** BEGIN SUPPLIED TEXT **

Personal information
- Full name: Gabriel Hjertstedt
- Born: 5 December 1971 (age 54) Umeå, Sweden
- Height: 1.77 m (5 ft 10 in)
- Weight: 62 kg (137 lb; 9.8 st)
- Sporting nationality: Sweden
- Residence: Scottsdale, Arizona

Career
- Turned professional: 1990
- Former tours: PGA Tour European Tour Japan Golf Tour PGA Tour of Australasia
- Professional wins: 2

Number of wins by tour
- PGA Tour: 2

Best results in major championships
- Masters Tournament: CUT: 1998, 1999, 2000
- PGA Championship: T16: 1999
- U.S. Open: T30: 2001
- The Open Championship: CUT: 1994, 1999

Achievements and awards
- PGA Tour of Australia Rookie of the Year: 1990

= Gabriel Hjertstedt =

Swedish professional golfer

Gabriel Hjertstedt (born 5 December 1971) is a Swedish professional golfer. In 1997, he became the first Swede to win on the U.S.-based PGA Tour.

==Early life and amateur career==
Hjertstedt was born in Umeå, Sweden. His family relocated to Australia when he was eleven and he learned to play golf there. He joined the Swedish National Team and won bronze at the 1989 European Boys' Team Championship with Max Anglert, Pierre Fulke, Klas Eriksson and Rikard Strångert, shooting 69-69 in the stroke play, five strokes ahead of Massimo Florioli in second.

Hjertstedt was part of the Swedish team winning the 1990 Eisenhower Trophy in Christchurch, New Zealand with Klas Eriksson, Mathias Grönberg and Per Nyman, registering the tournament's second lowest individual score behind Grönberg. His team finished a total of 13 strokes ahead of the United States team that included David Duval and Phil Mickelson in second place.

** END SUPPLIED TEXT **

YOUR TASKS:
A. Which major championships does the Gabriel Hjertstedt profile list under his best results? Name all of them.
B. Quote the Gabriel Hjertstedt profile between "Gabriel Hjertstedt (born" and "Florioli in second.", inclusive.
The items are separate material, not part of the Gabriel Hjertstedt profile.

** BEGIN DATA EXTRACT **

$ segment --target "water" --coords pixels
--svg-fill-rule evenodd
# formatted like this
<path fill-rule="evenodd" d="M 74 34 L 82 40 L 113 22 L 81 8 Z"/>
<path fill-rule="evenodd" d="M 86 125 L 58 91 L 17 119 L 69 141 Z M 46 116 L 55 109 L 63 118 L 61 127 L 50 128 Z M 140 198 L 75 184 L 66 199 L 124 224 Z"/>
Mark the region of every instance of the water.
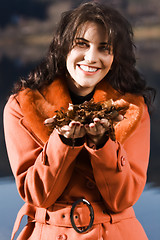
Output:
<path fill-rule="evenodd" d="M 17 212 L 23 205 L 12 178 L 0 179 L 0 196 L 0 240 L 9 240 Z M 160 188 L 147 184 L 134 209 L 149 240 L 159 240 Z M 21 228 L 25 221 L 26 219 L 22 221 Z"/>

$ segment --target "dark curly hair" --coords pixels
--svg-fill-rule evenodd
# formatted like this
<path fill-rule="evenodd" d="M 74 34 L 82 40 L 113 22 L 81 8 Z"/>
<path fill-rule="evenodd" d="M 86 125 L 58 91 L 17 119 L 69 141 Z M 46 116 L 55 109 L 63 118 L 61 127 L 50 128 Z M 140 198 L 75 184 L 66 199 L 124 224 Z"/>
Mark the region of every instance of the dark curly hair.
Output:
<path fill-rule="evenodd" d="M 86 22 L 101 24 L 113 48 L 114 60 L 106 81 L 122 94 L 142 95 L 149 107 L 155 91 L 146 86 L 146 81 L 136 69 L 132 26 L 117 10 L 97 2 L 81 4 L 62 14 L 46 58 L 30 72 L 28 78 L 21 79 L 15 85 L 14 92 L 22 86 L 40 90 L 54 81 L 55 76 L 64 77 L 67 73 L 66 57 L 79 27 Z"/>

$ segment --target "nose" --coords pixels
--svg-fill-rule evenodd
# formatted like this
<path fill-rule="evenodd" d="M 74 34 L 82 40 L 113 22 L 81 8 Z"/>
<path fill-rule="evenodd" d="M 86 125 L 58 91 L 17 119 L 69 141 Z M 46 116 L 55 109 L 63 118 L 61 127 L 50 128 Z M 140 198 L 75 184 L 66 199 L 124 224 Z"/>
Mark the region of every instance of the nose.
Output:
<path fill-rule="evenodd" d="M 84 60 L 87 63 L 96 63 L 98 59 L 98 53 L 94 47 L 90 47 L 84 54 Z"/>

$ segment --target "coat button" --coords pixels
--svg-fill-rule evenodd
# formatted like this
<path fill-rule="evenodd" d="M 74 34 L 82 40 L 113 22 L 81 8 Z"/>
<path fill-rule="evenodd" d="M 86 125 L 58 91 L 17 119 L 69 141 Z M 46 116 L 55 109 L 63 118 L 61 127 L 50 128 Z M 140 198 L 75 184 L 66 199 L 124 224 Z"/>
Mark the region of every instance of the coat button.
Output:
<path fill-rule="evenodd" d="M 56 240 L 66 240 L 67 239 L 67 235 L 66 234 L 60 234 L 58 235 L 58 237 L 56 238 Z"/>
<path fill-rule="evenodd" d="M 125 164 L 126 164 L 126 159 L 125 159 L 124 156 L 122 156 L 122 157 L 121 157 L 121 165 L 122 165 L 122 166 L 125 166 Z"/>
<path fill-rule="evenodd" d="M 92 183 L 92 182 L 89 181 L 89 180 L 87 181 L 86 186 L 87 186 L 88 189 L 94 189 L 94 188 L 95 188 L 94 183 Z"/>

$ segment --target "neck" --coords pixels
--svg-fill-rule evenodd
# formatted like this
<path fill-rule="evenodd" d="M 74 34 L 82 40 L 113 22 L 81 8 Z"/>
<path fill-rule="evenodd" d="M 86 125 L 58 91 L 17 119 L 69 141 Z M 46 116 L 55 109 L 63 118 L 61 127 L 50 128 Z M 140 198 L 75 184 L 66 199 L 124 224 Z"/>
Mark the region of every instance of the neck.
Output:
<path fill-rule="evenodd" d="M 90 94 L 94 89 L 94 87 L 82 87 L 78 84 L 72 84 L 70 81 L 68 81 L 68 88 L 74 94 L 82 97 Z"/>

** END DATA EXTRACT **

TASK ANSWERS:
A. Masters Tournament, PGA Championship, U.S. Open, The Open Championship

B.
Gabriel Hjertstedt (born 5 December 1971) is a Swedish professional golfer. In 1997, he became the first Swede to win on the U.S.-based PGA Tour.

==Early life and amateur career==
Hjertstedt was born in Umeå, Sweden. His family relocated to Australia when he was eleven and he learned to play golf there. He joined the Swedish National Team and won bronze at the 1989 European Boys' Team Championship with Max Anglert, Pierre Fulke, Klas Eriksson and Rikard Strångert, shooting 69-69 in the stroke play, five strokes ahead of Massimo Florioli in second.